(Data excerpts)
+++
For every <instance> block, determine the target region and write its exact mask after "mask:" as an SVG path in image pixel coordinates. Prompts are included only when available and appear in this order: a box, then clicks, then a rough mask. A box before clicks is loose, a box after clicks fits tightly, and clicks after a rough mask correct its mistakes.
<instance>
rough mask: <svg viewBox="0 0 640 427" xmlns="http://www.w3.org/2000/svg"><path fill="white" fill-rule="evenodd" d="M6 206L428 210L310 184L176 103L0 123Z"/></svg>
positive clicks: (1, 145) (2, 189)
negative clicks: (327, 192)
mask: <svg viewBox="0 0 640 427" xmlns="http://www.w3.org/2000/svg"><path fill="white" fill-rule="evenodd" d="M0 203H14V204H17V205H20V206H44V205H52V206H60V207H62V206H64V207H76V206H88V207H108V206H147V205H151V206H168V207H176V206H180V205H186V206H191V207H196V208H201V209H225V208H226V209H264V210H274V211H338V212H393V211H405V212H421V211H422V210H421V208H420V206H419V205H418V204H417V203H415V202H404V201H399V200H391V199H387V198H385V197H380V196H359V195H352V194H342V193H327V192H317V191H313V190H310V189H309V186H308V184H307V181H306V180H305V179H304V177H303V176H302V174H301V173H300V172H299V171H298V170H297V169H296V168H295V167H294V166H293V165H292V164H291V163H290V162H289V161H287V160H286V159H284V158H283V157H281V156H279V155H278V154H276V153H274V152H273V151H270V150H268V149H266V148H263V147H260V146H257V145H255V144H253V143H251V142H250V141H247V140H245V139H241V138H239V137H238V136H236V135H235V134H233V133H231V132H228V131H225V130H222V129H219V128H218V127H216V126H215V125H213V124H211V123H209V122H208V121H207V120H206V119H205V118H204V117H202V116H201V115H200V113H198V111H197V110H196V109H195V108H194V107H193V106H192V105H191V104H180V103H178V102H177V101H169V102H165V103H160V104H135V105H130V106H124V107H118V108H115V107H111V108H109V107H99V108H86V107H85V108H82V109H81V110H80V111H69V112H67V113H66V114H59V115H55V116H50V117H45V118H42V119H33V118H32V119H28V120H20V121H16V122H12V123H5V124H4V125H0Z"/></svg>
+++
Repeat the entries above exactly, from the first line through the line containing "positive clicks: (1, 145) (2, 189)".

RESPONSE BELOW:
For every <instance> block, determine the target region and write its exact mask after "mask:" as an SVG path in image pixel coordinates. Prompts are included only when available and appear in this order: a box, then clicks, then a rough mask. A box before clicks is loose, a box after clicks fits tightly, and clicks after a rough mask correct its mistakes.
<instance>
rough mask: <svg viewBox="0 0 640 427" xmlns="http://www.w3.org/2000/svg"><path fill="white" fill-rule="evenodd" d="M6 206L428 210L310 184L176 103L0 123Z"/></svg>
positive clicks: (1, 145) (2, 189)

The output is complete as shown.